— Required work —
Copy the entire listing below line for line, leaving out the pictures.

Dataset listing
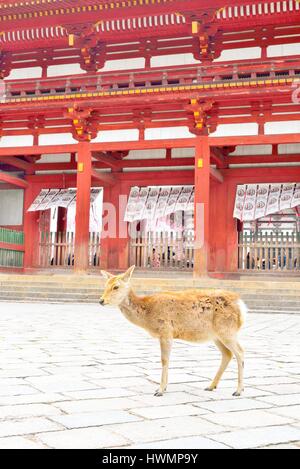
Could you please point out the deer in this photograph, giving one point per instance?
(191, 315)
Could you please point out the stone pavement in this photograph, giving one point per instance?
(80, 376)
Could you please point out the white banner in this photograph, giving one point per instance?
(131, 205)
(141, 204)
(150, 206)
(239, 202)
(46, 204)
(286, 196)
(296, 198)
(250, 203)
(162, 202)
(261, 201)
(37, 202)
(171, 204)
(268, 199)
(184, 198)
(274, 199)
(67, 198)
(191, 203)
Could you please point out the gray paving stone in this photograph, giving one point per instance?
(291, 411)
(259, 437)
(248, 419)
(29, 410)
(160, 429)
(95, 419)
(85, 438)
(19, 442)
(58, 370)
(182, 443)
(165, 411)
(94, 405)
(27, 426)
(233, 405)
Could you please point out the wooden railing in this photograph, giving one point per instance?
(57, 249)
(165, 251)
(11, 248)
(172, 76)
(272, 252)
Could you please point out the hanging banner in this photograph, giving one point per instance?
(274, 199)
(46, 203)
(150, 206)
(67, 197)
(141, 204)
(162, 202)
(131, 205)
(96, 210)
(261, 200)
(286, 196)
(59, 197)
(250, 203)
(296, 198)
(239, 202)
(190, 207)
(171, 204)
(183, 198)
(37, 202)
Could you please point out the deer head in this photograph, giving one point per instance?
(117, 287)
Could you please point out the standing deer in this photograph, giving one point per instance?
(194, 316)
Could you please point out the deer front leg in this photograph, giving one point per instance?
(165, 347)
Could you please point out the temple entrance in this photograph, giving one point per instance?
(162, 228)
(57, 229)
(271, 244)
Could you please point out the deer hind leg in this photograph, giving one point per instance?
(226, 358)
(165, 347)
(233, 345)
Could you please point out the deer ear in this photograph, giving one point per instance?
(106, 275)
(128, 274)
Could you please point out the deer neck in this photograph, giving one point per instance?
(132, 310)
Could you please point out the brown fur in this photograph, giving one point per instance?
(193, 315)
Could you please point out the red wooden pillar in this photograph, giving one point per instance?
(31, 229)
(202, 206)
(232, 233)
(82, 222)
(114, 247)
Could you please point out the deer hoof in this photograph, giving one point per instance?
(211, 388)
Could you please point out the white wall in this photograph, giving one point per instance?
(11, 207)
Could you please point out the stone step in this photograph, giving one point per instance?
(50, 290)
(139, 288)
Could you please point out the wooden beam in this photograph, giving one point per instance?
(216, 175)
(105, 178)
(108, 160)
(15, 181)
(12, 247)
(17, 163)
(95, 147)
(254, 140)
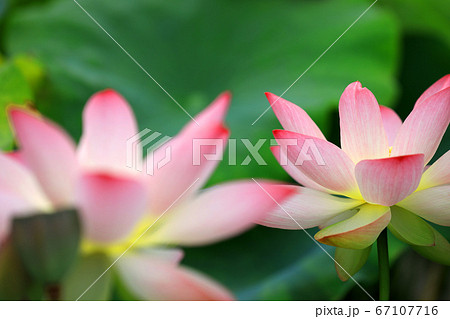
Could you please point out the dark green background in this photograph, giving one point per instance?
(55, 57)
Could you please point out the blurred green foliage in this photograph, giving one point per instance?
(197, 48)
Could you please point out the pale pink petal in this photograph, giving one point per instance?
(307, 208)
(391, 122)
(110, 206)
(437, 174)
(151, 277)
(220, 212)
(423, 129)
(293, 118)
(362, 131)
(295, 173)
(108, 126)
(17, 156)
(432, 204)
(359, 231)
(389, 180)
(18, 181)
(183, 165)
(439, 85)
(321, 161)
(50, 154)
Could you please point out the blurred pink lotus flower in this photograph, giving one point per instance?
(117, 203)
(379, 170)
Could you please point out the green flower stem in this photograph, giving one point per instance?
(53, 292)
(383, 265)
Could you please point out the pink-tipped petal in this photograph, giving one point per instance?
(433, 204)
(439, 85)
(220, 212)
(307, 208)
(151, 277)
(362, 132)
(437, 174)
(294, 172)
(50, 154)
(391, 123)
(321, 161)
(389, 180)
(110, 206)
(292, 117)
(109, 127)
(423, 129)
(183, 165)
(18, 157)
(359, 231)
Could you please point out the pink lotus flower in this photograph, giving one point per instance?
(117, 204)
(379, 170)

— Complete response —
Could you please point out the deer in this photograph, giving one point per instance?
(191, 315)
Could you please point out the stone pavement in this photograph, giving one point per instance?
(80, 376)
Could you please point out the white banner in this photograph, giving one point per instance?
(131, 205)
(141, 204)
(150, 206)
(239, 202)
(46, 204)
(286, 196)
(296, 198)
(250, 203)
(162, 202)
(261, 201)
(37, 202)
(171, 204)
(268, 199)
(184, 198)
(274, 199)
(67, 198)
(191, 203)
Could you please point out the gray paving stone in this photograph, giving one point per instance?
(291, 411)
(259, 437)
(248, 419)
(29, 410)
(160, 429)
(95, 419)
(85, 438)
(19, 442)
(58, 370)
(182, 443)
(165, 411)
(94, 405)
(27, 426)
(233, 405)
Could you please point out the wooden railing in this photograph, giving one point per instance?
(57, 249)
(165, 251)
(11, 248)
(172, 76)
(272, 252)
Could you please point out the hanging banner in this photograph, giving one point per instance?
(274, 199)
(46, 203)
(150, 206)
(67, 197)
(141, 204)
(162, 202)
(131, 205)
(96, 210)
(261, 200)
(286, 196)
(59, 197)
(250, 203)
(296, 198)
(239, 202)
(190, 207)
(171, 204)
(183, 198)
(37, 202)
Could you please point out the deer head in this photograph, giving one point per instance?
(117, 287)
Could you please point out the standing deer in this photograph, giving one point per instance?
(194, 316)
Could you please point out the deer front leg in this photograph, giving one point per instance?
(165, 347)
Could you please point out the temple entrance in this photograph, giving one point per instance?
(162, 228)
(57, 229)
(271, 244)
Could you please point out the deer hind leg in this photograph, giving one point per instance?
(226, 358)
(165, 347)
(233, 345)
Could you please point out the deer ear in this photograph, giving one point per instance?
(106, 275)
(128, 274)
Could you please point out the deer neck in this photograph, giving one point per instance?
(132, 310)
Could you please point out the brown fur in this photograph, giving one point per instance?
(193, 315)
Could you please point out the red wooden pillar in this photograph, giving one point per instance?
(31, 229)
(202, 206)
(232, 233)
(82, 222)
(114, 247)
Could you please point out the deer hoof in this photograph, giving one point per instance?
(211, 388)
Could you please point out the white wall in this photograph, giving one point per instance?
(11, 207)
Could you please point out the stone step in this photograph, giving one point per instance?
(50, 290)
(139, 288)
Could you please point out the wooden beam in this photograph, giving one point per instance?
(216, 175)
(105, 178)
(108, 160)
(15, 181)
(12, 247)
(17, 163)
(95, 147)
(254, 140)
Could you please point out the dark green background in this photograph, giving one point per instance?
(55, 57)
Could you please point out the blurred green foliage in this photograph, giving one point per instance?
(197, 48)
Could you please point out the pale pink petal in this photograph, giving one point per instance?
(307, 208)
(391, 122)
(110, 206)
(437, 174)
(151, 277)
(220, 212)
(423, 129)
(293, 118)
(362, 131)
(295, 173)
(108, 126)
(17, 156)
(432, 204)
(359, 231)
(389, 180)
(18, 181)
(183, 165)
(439, 85)
(321, 161)
(50, 154)
Could you please point out the blurred pink lotus flower in this photograph, giving one point per instance?
(117, 203)
(379, 170)
Could you please point out the green flower stem in this photograph, giving one point per instance?
(53, 292)
(383, 265)
Could you please point out the pink-tipped petal in this photograph, giving one point per instance?
(433, 204)
(439, 85)
(220, 212)
(307, 208)
(151, 277)
(362, 132)
(437, 174)
(294, 172)
(50, 154)
(391, 123)
(321, 161)
(389, 180)
(110, 206)
(292, 117)
(109, 127)
(423, 129)
(183, 165)
(18, 157)
(359, 231)
Could you please point out the pink lotus flower in this photograph, giving one point per instance?
(117, 204)
(379, 170)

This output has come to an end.